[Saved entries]
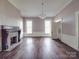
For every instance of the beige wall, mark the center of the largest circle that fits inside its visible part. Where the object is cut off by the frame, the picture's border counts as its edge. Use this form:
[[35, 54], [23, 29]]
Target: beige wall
[[38, 24], [68, 15], [9, 15], [69, 24]]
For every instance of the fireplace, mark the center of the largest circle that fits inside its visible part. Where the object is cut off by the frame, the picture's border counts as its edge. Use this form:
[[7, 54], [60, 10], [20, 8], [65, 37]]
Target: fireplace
[[13, 40], [10, 37]]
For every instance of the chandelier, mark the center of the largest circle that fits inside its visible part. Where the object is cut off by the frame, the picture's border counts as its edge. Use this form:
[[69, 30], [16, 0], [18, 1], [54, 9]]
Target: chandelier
[[43, 9]]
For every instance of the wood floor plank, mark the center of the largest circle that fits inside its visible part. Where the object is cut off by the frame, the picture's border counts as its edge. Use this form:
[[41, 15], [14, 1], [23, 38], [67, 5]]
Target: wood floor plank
[[41, 48]]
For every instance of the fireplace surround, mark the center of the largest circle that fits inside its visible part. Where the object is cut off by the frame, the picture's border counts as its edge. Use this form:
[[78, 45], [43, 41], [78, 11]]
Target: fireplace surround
[[10, 37]]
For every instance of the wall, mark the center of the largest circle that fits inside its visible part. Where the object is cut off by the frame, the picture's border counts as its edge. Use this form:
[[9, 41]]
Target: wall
[[69, 24], [38, 24], [9, 15]]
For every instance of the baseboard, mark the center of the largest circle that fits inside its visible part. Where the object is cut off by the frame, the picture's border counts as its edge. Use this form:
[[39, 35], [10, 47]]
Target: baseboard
[[70, 40]]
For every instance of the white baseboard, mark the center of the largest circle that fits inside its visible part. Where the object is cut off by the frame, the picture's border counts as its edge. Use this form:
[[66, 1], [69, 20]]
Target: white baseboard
[[37, 34], [70, 40]]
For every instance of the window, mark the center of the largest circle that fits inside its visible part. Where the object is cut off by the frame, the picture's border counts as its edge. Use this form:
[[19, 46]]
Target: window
[[29, 27], [47, 26]]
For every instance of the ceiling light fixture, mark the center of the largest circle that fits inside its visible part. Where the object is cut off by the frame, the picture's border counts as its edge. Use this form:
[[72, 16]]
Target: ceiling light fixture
[[43, 10], [58, 20]]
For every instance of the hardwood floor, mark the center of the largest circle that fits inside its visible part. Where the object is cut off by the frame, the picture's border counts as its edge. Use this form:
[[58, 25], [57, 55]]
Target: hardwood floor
[[41, 48]]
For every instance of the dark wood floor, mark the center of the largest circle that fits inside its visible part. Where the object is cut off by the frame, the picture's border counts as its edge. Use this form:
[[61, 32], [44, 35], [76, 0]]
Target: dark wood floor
[[41, 48]]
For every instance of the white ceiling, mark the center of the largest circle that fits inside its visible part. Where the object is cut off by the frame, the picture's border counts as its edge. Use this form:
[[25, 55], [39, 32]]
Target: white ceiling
[[32, 8]]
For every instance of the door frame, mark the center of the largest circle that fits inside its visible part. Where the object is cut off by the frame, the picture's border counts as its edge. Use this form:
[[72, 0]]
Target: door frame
[[76, 27]]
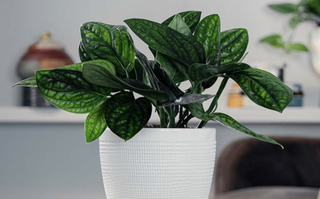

REQUEST. Copy out all the entries above, swapping each "Use this form" for "Follow this format" and keeping everything else the same. Leave the pictures out.

WRITTEN REPLY.
For every instance of the beige wall, mark the center of the largest circle that fits inside its visible part. Where the object is cut off by the frame, the picture's border counts as its edge. Follow this format:
[[35, 54], [23, 29]]
Target: beige wall
[[38, 24], [68, 15], [9, 15], [69, 24]]
For every instance of the fireplace, mark the center of the largest circle that fits inside its visible part. Where the object is cut off by the frame, the picture's border counts as its edge. Follow this format:
[[7, 54], [60, 10], [20, 8], [65, 37]]
Target: fireplace
[[13, 40], [10, 37]]
For every instance of the chandelier, mark the center of the largest circle that fits inside its visible part. Where the object is cut off by the frame, the picture's border counts as its edge. Follow this format:
[[69, 30], [16, 0], [18, 1], [54, 9]]
Target: chandelier
[[43, 9]]
For every instance of the wood floor plank, mark the center of the largest circle that fits inside its visible part. Where the object is cut off by the frame, the picture's border counts as its edge. Follow this format:
[[41, 15], [14, 1], [23, 38], [67, 5]]
Target: wood floor plank
[[41, 48]]
For every instance of the fireplace surround, mark the center of the largest circle that fits inside its visible part. Where the object is cut off by the frame, the picture's border counts as its edge. Follow this format:
[[78, 45], [43, 41], [78, 11]]
Target: fireplace surround
[[10, 37]]
For every instance of the wall, mark the center of the largest circle that fits inside its visible part. Where the object is cut off by the frame, the picture's border counts as its edge. Follow this format:
[[9, 41]]
Target: wall
[[69, 24], [38, 24], [9, 15]]
For every instance of the baseboard, mark the center of the largest circle that fits inside its visible part. Where the object is cut off by the frame, the picture's border counts as its edge. Follow this format:
[[39, 35], [10, 47]]
Target: baseboard
[[70, 40]]
For every instance of the white baseboard, mark the center of the largest circle that fits inside its visible part. Where the object is cut off by the frame, the picture's border counts as its edge. Follow this format:
[[66, 1], [69, 20]]
Target: white baseboard
[[37, 34], [70, 40]]
For every instance of the window, mark the center of the largest circle that fits inside its visible part. Where the object is cut off by the frame, the picture's border counts as its edge. Follow this format:
[[19, 46]]
Target: window
[[29, 27], [47, 26]]
For every instance of the ceiling light fixture, mark the center of the largest circle that fits inside its visible part. Where the object is cut off by the frame, the picture's border counts as its edge. Follow this format:
[[72, 16]]
Target: ceiling light fixture
[[43, 10], [58, 20]]
For every instance of the hardwood floor, mark the center of the largest circle that fits inside its visible part. Where the object is cut off by the frame, the picture's border counts as its edge. Follow this format:
[[58, 25], [57, 55]]
Target: hardwood floor
[[41, 48]]
For every instance of the dark wood floor, mark the center of the largest circle that fits inside its visible part. Where the object is cut off by the frame, the picture's border counts as its edge. Follow this format:
[[61, 32], [44, 35], [76, 0]]
Target: dark wood floor
[[41, 48]]
For every instance of the white ceiling, mark the center of the largest circle that fits inside its visible part. Where the object is cut off by the frame, the picture's border counts as its edge. Follow this format:
[[25, 55], [39, 32]]
Target: white ceiling
[[32, 8]]
For every instance of the door frame, mark the center of the largest circle that fits inside its visible part. Where the object is cut off by the frame, the picture's border counts as its edge. Follow this format:
[[72, 0]]
Target: door frame
[[76, 27]]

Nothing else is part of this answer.